__RECORDS FOR THIS EXERCISE__.
◆ ◆ ◆ ◆ ◆ ◆ ◆

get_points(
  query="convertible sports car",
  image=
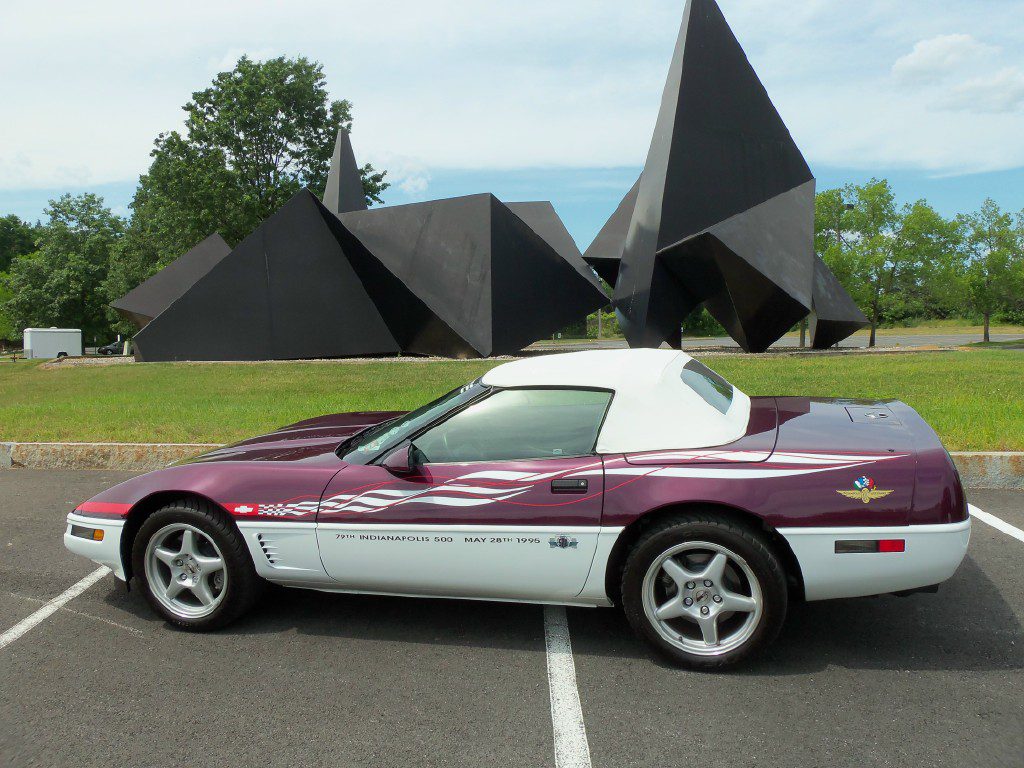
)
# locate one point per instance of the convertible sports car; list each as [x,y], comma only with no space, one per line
[631,477]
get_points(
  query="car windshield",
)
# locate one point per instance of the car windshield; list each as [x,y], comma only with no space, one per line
[385,436]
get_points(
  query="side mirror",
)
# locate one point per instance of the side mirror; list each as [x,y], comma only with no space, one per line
[399,461]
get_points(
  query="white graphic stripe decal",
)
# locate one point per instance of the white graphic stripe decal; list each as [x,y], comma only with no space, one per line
[510,484]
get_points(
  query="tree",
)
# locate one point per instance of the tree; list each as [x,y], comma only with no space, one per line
[255,137]
[993,265]
[885,256]
[16,239]
[8,332]
[60,284]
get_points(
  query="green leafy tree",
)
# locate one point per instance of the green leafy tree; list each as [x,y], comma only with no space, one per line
[16,239]
[256,136]
[993,265]
[887,257]
[8,332]
[60,284]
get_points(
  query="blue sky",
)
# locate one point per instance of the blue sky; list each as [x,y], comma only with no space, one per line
[530,100]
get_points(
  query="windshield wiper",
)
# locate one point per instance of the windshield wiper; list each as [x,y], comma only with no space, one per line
[348,440]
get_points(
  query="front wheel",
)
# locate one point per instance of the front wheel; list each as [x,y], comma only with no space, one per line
[196,569]
[705,592]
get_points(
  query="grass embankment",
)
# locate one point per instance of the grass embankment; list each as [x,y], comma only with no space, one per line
[975,399]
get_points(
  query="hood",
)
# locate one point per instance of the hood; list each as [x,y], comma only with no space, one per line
[305,440]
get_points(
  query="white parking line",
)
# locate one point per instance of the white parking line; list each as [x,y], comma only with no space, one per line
[571,750]
[995,522]
[52,606]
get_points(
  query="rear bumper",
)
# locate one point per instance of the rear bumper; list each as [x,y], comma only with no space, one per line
[933,553]
[107,552]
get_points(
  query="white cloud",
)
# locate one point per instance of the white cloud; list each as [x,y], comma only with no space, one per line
[230,57]
[1000,92]
[463,84]
[942,56]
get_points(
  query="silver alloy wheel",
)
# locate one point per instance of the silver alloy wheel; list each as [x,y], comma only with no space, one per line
[702,598]
[185,570]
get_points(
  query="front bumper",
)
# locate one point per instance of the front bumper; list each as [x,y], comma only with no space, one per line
[932,555]
[107,552]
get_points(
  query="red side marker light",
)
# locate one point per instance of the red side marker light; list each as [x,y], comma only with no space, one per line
[892,545]
[862,546]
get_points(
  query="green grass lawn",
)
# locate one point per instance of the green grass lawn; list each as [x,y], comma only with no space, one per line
[975,399]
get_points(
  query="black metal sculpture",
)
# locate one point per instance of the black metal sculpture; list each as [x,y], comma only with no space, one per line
[146,301]
[461,278]
[344,184]
[287,292]
[834,315]
[485,276]
[723,212]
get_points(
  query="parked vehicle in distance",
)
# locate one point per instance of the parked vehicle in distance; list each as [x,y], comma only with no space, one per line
[638,478]
[47,343]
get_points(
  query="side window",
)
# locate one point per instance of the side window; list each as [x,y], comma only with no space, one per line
[518,424]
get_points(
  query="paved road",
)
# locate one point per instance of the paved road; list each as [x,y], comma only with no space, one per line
[857,340]
[313,679]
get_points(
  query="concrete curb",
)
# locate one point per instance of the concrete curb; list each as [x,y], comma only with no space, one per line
[991,469]
[983,469]
[127,457]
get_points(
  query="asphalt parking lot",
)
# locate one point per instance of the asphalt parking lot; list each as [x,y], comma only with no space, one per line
[313,679]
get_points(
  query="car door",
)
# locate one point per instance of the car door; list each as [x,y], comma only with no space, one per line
[503,501]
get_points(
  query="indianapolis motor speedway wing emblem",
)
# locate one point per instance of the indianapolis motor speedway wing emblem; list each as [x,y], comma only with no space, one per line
[864,491]
[562,542]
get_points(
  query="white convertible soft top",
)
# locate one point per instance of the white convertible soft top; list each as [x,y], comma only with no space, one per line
[653,409]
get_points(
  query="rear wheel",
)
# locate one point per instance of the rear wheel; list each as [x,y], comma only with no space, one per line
[705,592]
[195,566]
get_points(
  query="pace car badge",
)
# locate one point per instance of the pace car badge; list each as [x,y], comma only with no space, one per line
[562,542]
[865,491]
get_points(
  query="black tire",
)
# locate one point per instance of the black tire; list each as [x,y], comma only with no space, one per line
[752,550]
[243,586]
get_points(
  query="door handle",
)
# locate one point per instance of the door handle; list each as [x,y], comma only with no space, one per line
[569,485]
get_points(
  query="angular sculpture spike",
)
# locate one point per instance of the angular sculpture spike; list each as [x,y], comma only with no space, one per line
[480,271]
[287,292]
[724,208]
[147,300]
[605,252]
[835,314]
[544,219]
[344,184]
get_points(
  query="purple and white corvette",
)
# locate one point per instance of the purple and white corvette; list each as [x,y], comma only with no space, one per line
[632,477]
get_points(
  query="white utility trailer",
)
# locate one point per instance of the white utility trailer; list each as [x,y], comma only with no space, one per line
[52,342]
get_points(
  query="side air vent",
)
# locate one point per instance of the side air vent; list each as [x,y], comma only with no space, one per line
[268,547]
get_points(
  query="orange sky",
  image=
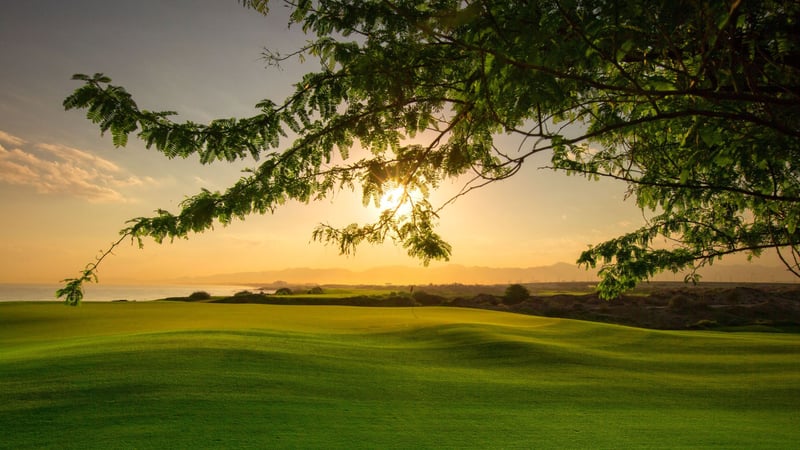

◆ ◆ ◆ ◆ ◆ ◆ ◆

__TASK REQUIREMENTS__. Apart from the pictures, which are to be omitted, every record must be transcribed exactly.

__TASK RESULT__.
get_points(
  query="convertible sports car",
  image=
)
# locate one point per instance of the convertible sports car; list each as [x,y], comma only with no space, one per line
[631,477]
get_points(
  query="car windshield",
)
# locate one point per instance of the car windshield; list each as [x,y], comma only with no space, one per line
[385,436]
get_points(
  query="side mirror",
)
# locate one point per instance of the side mirror; list each as [x,y], comma only with no space, one per line
[399,461]
get_points(
  query="white graphic stripe decal",
)
# locate one point per instance of the white graphic stripe decal; list each as [x,y], comma only with no space, one per line
[510,484]
get_points(
  query="tree",
)
# locate one point per instance of the tree; list each as [x,y], comma only with no space, one per line
[255,137]
[993,265]
[885,256]
[16,239]
[8,332]
[60,284]
get_points(
  query="green leafy tree",
)
# locate one point per instance of the green leafy tree; list each as [x,y], comma only with no space, one per line
[16,239]
[256,136]
[993,265]
[887,257]
[8,332]
[60,284]
get_points(
  query="blue sky",
)
# locate one point per instance of the blue sky; list each as [x,y], comma only with no space, one per line
[530,100]
get_points(
  query="windshield wiper",
)
# locate one point per instance of the windshield wiper; list each as [x,y], comma only with no space, one per line
[348,440]
get_points(
  query="front wheel",
)
# locate one point per instance of the front wheel; list each as [x,y], comma only with no space, one per line
[196,569]
[705,592]
get_points(
  query="grass embankment",
)
# locate one point per instance of the grass embankment; list each as [x,y], comma only with no space, one per line
[975,399]
get_points(
  query="hood",
)
# locate one point per instance of the hood; list each as [x,y], comma only with no space, one per line
[305,440]
get_points(
  query="white parking line",
)
# locate one point per instance of the white parking line; list each as [x,y], comma only with no space, one per line
[571,750]
[995,522]
[52,606]
get_points(
  query="rear bumper",
)
# locate one point per instance of the rear bumper; list each as [x,y], comma only with no space, one per line
[933,553]
[107,552]
get_points(
  query="white cloud",
)
# locate one point per instance of the white cloud; list each as [x,y], comma only with no space, one per line
[230,57]
[1000,92]
[463,84]
[942,56]
get_points(
  query="silver alloy wheel",
)
# locate one point per instance of the silver alloy wheel; list each as [x,y], comma only with no space, one per line
[702,598]
[185,570]
get_points(
  query="front bumper",
)
# locate one point per instance of the front bumper; list each as [x,y], comma only with no space, one per line
[932,555]
[107,552]
get_points(
  query="red side marker light",
)
# locate one point per instance of the red side marker light; list each as [x,y], comma only with no space, one per line
[892,545]
[862,546]
get_points(
  query="green grass lawn",
)
# locate one point per instance of the green grass lawn; list each as [x,y], comma only with no space, one per line
[975,399]
get_points(
  query="black metal sculpture",
)
# locate one point per instance of the black metal sculpture; list each as [x,y], comma only with no space, one per line
[146,301]
[461,278]
[344,184]
[287,292]
[834,315]
[485,276]
[723,212]
get_points(
  query="parked vehicle in distance",
)
# locate one point per instance of the parked vehicle in distance; list each as [x,y], comma only with no space, one per line
[638,478]
[47,343]
get_points(
  query="side window",
)
# locate one point per instance of the side window; list each as [x,y], comma only with no space, one per line
[518,424]
get_points(
  query="paved road",
)
# locate one point per instance of the paved road; list each as [x,y], comma only with no space, one per line
[857,340]
[313,679]
get_points(
  query="concrete curb",
)
# locate one point per instance of the concrete curb; list each as [x,y], comma only with no space, one per line
[991,469]
[983,469]
[127,457]
get_points(
  query="asphalt parking lot",
)
# locate one point per instance of the asphalt parking lot; list each as [x,y], comma only with no space, one per line
[313,679]
get_points(
  query="car door",
)
# locate one point per instance of the car door; list each as [x,y], comma only with no space, one per line
[503,501]
get_points(
  query="indianapolis motor speedway wing emblem",
)
# locate one point per instance of the indianapolis motor speedway wing emblem; list each as [x,y], comma only with no space, one per line
[864,491]
[562,542]
get_points(
  query="white convertible soft top",
)
# locate one point per instance of the white convertible soft top; list each as [x,y], comma only with no space, one per line
[653,409]
get_points(
  query="rear wheel",
)
# locate one point per instance of the rear wheel; list each as [x,y], comma only with no space, one per line
[705,592]
[195,566]
get_points(
  query="pace car badge",
)
# locate one point per instance of the pace car badge; list each as [x,y], comma only with no space, one per line
[562,542]
[865,491]
get_points(
  query="black tire",
)
# locate one point per instance of the black tire; list each as [x,y], comma only with no space, one per line
[752,550]
[243,586]
get_points(
  query="door handle",
)
# locate one point per instance of the door handle; list each as [x,y], comma only with no space, one per line
[569,485]
get_points(
  query="angular sculpture spike",
)
# locate one point per instance of the angular sculpture spike; list each as [x,y], comma only with no space, one per line
[480,271]
[287,292]
[724,208]
[147,300]
[605,252]
[835,314]
[544,219]
[344,184]
get_points(
  query="purple and white corvette",
)
# locate one point per instance of the purple and white corvette; list each as [x,y], comma only with no space, one per line
[632,477]
get_points(
  query="white utility trailer",
)
# locate one point per instance of the white utility trailer; list each as [x,y], comma only with no space, one per line
[52,342]
get_points(
  query="side air vent",
)
# locate one point per instance of the side air vent; list each as [x,y], comma only with no space, one per line
[268,547]
get_points(
  query="orange sky",
  image=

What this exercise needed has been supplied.